* Quoted passage:

Skip to main content

Local-first LLM routing gateway — use model='neuralbroker' and it routes intelligently between local Ollama, discovered subscriptions (Claude Pro, Codex), and paid API fallbacks.

Project description

NeuralBroker

NeuralBroker

The intelligent LLM gateway that makes your $20/mo subscriptions work everywhere.

PyPI version Python 3.10+ License: MIT


NeuralBroker is a local-first LLM routing daemon that sits between your AI tools (Claude Code, Cursor, Codex, Cline) and your models. It exposes a single OpenAI-compatible endpoint and a virtual model called neuralbroker — tools talk to that name, and NeuralBroker silently picks the best backend for every request.

The idea is simple: Why pay per-token on the API when you already pay $20/month for Claude Pro? NeuralBroker discovers your existing subscriptions, uses them for hard tasks, and sends easy tasks to your local GPU for free.


How it works

Your IDE / Tool
       │  model: "neuralbroker"

* How to complete this task:
Quote, word for word, the passage of the NeuralBroker project description that begins with "The intelligent LLM" and ends with "for every request.".

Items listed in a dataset

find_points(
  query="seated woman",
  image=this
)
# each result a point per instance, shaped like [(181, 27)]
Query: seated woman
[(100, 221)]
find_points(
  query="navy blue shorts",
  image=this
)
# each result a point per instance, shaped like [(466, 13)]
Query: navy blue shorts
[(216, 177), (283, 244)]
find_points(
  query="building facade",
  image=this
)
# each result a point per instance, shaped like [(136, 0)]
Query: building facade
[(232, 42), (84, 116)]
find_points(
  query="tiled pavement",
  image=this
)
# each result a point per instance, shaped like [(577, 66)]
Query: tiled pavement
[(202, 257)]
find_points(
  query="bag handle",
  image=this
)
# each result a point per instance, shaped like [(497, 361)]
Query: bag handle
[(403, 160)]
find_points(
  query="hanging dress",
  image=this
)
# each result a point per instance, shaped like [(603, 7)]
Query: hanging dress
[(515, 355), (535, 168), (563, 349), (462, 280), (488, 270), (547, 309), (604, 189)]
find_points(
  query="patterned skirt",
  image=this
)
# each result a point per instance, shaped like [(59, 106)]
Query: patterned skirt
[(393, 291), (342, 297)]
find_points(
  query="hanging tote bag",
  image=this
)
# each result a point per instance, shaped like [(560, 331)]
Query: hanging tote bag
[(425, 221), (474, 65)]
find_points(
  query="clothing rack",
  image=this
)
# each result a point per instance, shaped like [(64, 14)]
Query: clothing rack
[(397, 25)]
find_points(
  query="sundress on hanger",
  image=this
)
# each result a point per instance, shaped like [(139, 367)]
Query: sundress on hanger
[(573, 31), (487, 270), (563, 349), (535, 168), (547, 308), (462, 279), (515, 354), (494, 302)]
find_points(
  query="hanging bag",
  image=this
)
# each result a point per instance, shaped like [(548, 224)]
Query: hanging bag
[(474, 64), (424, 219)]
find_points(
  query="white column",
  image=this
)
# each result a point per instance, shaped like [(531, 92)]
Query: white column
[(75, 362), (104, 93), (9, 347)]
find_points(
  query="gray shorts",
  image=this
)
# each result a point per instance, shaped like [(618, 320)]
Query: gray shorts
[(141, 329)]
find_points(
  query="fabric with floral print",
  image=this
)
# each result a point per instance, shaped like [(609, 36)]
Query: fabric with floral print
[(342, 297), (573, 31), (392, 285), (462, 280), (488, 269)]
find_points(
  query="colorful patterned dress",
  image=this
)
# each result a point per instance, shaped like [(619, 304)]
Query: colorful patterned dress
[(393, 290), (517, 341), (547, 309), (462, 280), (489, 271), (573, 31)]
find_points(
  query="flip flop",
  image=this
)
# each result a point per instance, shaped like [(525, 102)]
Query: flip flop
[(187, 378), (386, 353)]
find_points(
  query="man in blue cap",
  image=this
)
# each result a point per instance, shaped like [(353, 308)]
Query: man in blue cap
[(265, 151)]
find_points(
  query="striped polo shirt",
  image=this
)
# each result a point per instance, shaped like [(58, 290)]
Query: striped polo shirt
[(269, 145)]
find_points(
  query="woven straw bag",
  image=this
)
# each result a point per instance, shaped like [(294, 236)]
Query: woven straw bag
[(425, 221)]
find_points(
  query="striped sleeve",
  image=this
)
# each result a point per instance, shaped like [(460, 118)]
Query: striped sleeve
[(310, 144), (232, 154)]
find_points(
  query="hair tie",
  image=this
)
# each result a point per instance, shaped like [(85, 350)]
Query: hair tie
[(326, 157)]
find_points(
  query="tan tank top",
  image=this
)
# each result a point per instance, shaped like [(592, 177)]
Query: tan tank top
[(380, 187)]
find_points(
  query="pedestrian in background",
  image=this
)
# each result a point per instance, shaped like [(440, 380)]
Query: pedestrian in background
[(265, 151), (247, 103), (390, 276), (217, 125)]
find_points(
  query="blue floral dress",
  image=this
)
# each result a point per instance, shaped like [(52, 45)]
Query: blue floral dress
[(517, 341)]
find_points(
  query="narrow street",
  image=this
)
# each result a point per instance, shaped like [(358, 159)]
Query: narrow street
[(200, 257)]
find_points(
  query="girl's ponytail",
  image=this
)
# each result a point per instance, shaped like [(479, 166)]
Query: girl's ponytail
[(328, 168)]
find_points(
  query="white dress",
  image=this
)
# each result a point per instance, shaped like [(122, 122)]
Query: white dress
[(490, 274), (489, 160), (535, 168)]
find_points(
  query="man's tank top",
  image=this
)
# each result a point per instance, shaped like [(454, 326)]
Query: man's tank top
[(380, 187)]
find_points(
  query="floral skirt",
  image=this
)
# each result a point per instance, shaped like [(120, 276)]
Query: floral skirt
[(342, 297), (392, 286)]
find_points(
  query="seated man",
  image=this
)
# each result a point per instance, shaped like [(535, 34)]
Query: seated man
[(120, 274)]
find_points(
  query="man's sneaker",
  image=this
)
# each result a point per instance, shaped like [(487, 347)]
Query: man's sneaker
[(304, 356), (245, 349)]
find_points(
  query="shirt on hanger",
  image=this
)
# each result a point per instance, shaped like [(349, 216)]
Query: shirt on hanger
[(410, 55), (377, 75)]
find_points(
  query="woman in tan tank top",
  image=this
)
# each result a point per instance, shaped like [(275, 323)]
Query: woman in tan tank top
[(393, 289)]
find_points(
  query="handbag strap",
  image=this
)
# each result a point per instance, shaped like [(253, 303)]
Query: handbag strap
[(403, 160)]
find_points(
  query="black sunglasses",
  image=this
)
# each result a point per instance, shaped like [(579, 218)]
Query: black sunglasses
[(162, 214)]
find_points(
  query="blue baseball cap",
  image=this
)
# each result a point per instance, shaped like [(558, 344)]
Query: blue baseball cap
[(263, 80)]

* Completed task:
The intelligent LLM gateway that makes your $20/mo subscriptions work everywhere.

PyPI version Python 3.10+ License: MIT


NeuralBroker is a local-first LLM routing daemon that sits between your AI tools (Claude Code, Cursor, Codex, Cline) and your models. It exposes a single OpenAI-compatible endpoint and a virtual model called neuralbroker — tools talk to that name, and NeuralBroker silently picks the best backend for every request.